→ WHAT YOU SHOULD DO: Which lines in the records contain the word "fixture"? List each of them in full.

——

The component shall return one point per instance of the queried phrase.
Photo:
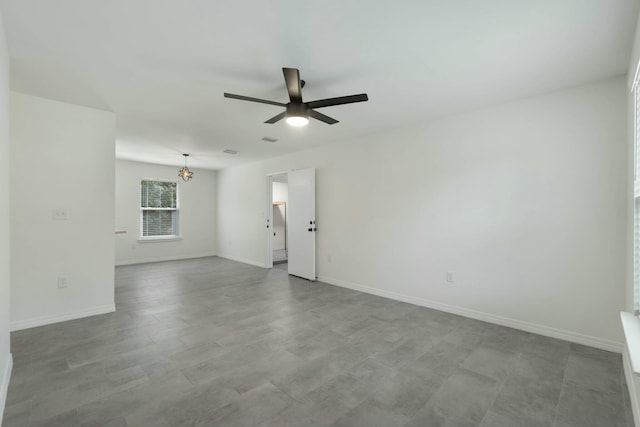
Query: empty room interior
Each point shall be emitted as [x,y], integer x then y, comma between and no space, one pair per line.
[408,213]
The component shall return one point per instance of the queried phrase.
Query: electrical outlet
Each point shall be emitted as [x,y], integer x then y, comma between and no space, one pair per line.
[63,282]
[450,277]
[60,214]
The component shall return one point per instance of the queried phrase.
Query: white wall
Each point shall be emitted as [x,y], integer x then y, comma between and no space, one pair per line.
[62,156]
[5,356]
[633,382]
[525,202]
[197,214]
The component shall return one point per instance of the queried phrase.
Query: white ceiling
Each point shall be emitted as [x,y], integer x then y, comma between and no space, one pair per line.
[163,65]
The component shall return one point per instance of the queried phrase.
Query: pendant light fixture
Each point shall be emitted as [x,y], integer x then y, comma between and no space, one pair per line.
[185,173]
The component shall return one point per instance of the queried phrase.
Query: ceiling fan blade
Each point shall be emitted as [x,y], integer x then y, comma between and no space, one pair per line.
[277,118]
[248,98]
[337,101]
[319,116]
[292,79]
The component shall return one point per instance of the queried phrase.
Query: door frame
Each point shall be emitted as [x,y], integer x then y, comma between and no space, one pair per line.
[269,217]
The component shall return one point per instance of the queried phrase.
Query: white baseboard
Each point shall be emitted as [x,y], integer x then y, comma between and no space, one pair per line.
[161,259]
[631,385]
[243,260]
[570,336]
[47,320]
[4,385]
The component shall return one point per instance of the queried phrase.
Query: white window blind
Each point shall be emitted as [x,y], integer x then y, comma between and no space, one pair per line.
[158,208]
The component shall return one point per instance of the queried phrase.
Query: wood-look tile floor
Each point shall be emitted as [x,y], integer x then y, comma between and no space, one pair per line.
[211,342]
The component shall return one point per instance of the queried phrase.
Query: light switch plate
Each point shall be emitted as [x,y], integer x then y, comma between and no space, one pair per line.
[60,214]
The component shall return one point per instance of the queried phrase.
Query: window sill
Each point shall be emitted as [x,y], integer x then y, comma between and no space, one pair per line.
[151,239]
[631,326]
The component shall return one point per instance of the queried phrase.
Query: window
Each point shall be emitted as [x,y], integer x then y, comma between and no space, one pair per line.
[158,210]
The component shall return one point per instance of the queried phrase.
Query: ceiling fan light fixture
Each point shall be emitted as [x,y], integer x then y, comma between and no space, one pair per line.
[297,121]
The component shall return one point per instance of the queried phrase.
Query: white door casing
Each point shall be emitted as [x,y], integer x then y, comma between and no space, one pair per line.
[301,221]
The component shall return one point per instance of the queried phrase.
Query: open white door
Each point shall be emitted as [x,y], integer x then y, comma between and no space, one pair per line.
[301,222]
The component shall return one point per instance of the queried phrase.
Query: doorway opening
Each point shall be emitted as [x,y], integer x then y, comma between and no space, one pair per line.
[279,235]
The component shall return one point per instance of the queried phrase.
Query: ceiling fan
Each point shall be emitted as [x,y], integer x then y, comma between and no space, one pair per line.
[298,112]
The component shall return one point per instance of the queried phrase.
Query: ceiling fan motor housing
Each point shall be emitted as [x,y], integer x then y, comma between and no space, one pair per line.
[297,110]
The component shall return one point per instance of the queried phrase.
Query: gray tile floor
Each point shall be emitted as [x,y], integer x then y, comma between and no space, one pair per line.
[211,342]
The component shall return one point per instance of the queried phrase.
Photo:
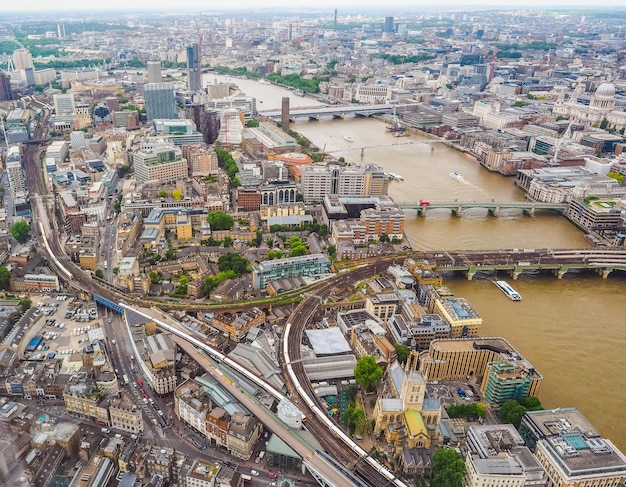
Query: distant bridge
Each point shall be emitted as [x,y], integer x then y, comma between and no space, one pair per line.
[493,207]
[333,111]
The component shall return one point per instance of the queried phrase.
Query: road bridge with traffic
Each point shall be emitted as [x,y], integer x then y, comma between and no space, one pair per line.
[493,207]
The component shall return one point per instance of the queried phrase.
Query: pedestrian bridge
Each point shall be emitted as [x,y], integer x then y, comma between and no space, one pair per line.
[493,207]
[332,111]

——

→ OUTPUT BELOW:
Query: pendant light fixture
Query: ceiling fan light fixture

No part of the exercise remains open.